Tasks to complete
a) In the lumbar disc herniation study text, for how many years was the cohort of male construction workers followed?
b) What is the Spanish translation of this sentence from the lumbar disc herniation study text: "The Regional Ethical Review Board in Umeå approved the study (2017/16-31)."

Source text
Generally, there is less known about risk factors associated with LDH than LBP. However, both individual risk factors, such as body height (higher risk for taller individuals), high body mass index (BMI) (11–13), smoking (6, 14), heredity (15–17), and occupational risk factors, such as heavy work, lifting and working in twisted and bent positions have been associated with an increased risk of LDH (6, 11, 18–21). In addition, occupational exposure to whole-body vibration (WBV) has been associated with increased risk in several studies (6, 22, 23), though a recent systematic review found insufficient evidence for professional driving as a risk factor for LDH (21).
Evidence on whether occupational biomechanical factors increase risk for operative treatment of LDH is scarce, though there are previous studies showing associations between occupational biomechanical exposures and hospitalization due to LDH (11, 18, 24). Further, knowledge is lacking on the long-term consequences of operative treatment for LDH, for example, on labor market re-entry, work ability, or rates of disability pension or early retirement. This knowledge is required to understand the full consequences of lumbar disorders among working-age subjects.
This study aimed to (i) assess the association between occupational biomechanical factors and occurrence of surgically treated LDH and (ii) describe the consequences in terms of early exit from the labor market.
Methods
A large cohort of male construction workers was followed prospectively for 33 years (1987–2019) to identify operative treatment for LDH and its association with prior occupational physical exposures. The Regional Ethical Review Board in Umeå approved the study (2017/16-31).

(Dataset entries)
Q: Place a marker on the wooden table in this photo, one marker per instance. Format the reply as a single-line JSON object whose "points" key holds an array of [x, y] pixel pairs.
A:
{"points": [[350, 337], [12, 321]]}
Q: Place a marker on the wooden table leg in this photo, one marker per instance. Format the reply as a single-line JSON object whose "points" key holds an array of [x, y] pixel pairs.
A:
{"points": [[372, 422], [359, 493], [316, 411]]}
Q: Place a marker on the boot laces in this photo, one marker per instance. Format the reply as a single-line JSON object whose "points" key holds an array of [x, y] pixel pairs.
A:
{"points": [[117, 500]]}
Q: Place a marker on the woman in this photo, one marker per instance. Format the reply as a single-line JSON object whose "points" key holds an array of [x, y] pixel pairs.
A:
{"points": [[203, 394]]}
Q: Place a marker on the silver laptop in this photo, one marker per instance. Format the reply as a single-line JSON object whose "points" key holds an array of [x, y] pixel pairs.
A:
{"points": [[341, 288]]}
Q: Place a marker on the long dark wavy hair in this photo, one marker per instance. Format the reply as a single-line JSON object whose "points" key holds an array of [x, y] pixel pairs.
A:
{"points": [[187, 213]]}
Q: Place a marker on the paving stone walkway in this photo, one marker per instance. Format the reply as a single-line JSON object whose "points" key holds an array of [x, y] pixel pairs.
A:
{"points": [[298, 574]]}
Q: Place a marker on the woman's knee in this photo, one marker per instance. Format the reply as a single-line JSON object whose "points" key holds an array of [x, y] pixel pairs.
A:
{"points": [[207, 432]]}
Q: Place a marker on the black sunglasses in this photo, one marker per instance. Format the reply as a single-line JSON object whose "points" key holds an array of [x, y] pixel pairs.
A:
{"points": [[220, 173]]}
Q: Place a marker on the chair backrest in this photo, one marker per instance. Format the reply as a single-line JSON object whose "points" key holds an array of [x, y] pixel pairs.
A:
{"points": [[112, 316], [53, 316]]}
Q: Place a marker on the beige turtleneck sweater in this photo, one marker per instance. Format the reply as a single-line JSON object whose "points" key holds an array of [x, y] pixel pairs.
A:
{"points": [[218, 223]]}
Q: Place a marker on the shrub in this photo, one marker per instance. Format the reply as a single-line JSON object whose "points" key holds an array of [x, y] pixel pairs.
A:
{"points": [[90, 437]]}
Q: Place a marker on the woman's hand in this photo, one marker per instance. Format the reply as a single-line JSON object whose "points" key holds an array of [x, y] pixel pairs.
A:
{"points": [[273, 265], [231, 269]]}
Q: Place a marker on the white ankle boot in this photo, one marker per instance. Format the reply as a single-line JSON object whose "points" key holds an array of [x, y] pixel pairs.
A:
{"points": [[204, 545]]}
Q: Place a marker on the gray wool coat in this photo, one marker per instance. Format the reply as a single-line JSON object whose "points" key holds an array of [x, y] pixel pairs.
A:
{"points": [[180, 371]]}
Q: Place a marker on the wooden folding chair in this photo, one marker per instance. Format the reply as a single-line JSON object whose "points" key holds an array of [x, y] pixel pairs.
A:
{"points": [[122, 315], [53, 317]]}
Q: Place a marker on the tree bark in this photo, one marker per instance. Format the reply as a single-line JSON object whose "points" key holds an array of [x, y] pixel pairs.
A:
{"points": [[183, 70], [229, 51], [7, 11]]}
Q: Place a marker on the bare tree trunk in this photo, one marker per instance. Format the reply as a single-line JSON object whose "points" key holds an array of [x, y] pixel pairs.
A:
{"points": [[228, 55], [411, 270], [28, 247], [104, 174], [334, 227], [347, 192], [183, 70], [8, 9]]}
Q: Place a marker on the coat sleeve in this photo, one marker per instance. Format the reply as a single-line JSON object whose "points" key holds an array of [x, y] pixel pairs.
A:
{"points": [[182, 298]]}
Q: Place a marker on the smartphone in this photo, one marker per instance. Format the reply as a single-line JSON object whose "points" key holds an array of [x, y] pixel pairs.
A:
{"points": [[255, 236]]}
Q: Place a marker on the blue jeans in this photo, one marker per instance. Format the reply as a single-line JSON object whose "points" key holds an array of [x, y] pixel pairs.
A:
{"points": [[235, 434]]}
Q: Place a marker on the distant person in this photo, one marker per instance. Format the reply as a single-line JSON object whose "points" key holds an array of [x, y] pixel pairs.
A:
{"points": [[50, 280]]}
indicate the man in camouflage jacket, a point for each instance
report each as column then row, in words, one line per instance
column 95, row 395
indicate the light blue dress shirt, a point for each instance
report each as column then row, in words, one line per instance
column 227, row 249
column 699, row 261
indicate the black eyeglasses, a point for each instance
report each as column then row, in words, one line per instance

Results by task
a) 33 years (1987–2019).

b) La Junta Regional de Revisión Ética de Umeå aprobó el estudio (2017/16-31).